Reproduce the lines from the beginning of the rows through the line containing "[[119, 137]]", inclusive, substituting "image" for every instance of "photograph" and leaving all else unchanged. Return only those lines.

[Extracted data entries]
<<<<

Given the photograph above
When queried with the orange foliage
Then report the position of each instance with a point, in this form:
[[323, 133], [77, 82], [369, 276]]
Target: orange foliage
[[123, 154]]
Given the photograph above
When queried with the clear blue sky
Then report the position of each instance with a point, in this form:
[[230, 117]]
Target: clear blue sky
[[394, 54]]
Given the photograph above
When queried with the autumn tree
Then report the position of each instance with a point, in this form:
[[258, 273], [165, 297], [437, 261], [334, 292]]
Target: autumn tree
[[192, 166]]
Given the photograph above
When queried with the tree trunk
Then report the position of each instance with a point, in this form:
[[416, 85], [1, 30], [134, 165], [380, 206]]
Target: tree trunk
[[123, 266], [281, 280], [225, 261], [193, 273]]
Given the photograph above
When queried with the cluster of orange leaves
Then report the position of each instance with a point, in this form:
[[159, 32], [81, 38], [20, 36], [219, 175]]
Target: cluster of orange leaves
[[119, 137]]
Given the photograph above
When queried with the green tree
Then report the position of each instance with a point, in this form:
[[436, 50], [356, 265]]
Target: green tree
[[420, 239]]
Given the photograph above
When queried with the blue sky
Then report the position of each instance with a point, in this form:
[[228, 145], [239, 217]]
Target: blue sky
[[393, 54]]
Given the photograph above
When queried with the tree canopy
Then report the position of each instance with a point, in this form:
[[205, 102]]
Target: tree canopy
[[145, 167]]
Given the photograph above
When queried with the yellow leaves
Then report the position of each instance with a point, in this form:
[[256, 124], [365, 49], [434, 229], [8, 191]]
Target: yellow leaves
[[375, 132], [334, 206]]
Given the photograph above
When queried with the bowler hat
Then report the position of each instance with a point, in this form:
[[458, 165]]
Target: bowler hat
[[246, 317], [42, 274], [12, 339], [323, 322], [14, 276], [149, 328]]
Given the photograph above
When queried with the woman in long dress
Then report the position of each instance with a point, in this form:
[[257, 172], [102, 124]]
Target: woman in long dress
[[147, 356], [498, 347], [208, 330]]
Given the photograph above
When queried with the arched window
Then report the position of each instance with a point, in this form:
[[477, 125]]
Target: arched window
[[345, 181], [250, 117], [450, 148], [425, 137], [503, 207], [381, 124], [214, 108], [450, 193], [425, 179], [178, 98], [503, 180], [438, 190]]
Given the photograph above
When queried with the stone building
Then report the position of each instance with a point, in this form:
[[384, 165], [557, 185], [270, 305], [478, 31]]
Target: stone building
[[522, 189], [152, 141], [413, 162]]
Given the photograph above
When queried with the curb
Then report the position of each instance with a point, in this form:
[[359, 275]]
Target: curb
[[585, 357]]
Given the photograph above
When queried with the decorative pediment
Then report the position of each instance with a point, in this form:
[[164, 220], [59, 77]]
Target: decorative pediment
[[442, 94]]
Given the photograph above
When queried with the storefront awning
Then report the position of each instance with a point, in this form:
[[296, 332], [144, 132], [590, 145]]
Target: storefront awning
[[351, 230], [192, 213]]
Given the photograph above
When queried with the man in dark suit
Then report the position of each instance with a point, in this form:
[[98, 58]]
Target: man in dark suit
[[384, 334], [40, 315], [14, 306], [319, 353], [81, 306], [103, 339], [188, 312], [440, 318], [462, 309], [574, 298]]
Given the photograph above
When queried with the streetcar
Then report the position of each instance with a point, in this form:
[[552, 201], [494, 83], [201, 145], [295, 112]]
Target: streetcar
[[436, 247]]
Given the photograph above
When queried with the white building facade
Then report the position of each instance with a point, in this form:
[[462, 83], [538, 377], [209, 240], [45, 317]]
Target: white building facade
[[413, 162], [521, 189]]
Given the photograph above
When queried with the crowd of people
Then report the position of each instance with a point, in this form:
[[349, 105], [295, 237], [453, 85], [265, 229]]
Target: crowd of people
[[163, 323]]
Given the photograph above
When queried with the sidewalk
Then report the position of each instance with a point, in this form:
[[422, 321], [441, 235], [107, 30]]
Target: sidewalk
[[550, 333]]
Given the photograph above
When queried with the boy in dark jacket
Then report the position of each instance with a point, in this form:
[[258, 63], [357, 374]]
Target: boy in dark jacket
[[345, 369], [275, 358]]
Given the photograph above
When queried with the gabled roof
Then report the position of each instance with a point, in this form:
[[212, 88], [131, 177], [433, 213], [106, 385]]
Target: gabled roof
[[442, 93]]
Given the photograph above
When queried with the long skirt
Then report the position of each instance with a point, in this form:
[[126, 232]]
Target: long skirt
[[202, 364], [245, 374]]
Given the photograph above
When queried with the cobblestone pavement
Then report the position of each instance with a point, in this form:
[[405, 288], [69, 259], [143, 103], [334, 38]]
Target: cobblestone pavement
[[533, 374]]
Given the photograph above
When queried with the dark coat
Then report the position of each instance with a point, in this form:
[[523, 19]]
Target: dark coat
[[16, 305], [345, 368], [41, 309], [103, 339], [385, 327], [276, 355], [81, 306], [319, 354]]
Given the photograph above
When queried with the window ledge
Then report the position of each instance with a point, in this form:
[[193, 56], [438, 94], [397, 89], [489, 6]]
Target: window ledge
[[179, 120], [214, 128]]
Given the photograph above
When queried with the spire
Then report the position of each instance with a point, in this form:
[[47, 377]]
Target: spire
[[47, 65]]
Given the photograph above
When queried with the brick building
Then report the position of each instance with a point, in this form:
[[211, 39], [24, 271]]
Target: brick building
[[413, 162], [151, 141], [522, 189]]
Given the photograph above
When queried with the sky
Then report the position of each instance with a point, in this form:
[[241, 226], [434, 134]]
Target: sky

>>>>

| WRITTEN RESPONSE |
Given the image above
When queried with the orange foliage
Then report the position of each instance with a point, in this form:
[[323, 133], [77, 82], [369, 276]]
Target: orange foliage
[[123, 154]]
Given the image above
When queried with the clear blue sky
Then report the position of each instance with a point, in this form:
[[230, 117]]
Target: clear blue sky
[[394, 54]]
Given the image above
When queried with the autumn tree
Then report the position of each instance with a point, in this form:
[[258, 273], [165, 297], [437, 261], [334, 292]]
Target: autumn tree
[[192, 166]]
Given the image above
When queried with the tree trunk
Then report the position of each instance with a point, in this form:
[[416, 85], [1, 30], [134, 165], [380, 206]]
Target: tree trunk
[[123, 266], [281, 280], [225, 261], [193, 273]]
Given the image above
When queried with the cluster of orange leaves
Then report the position of each instance with a point, in this form:
[[159, 32], [81, 38], [20, 36], [219, 175]]
Target: cluster of orange leaves
[[119, 137]]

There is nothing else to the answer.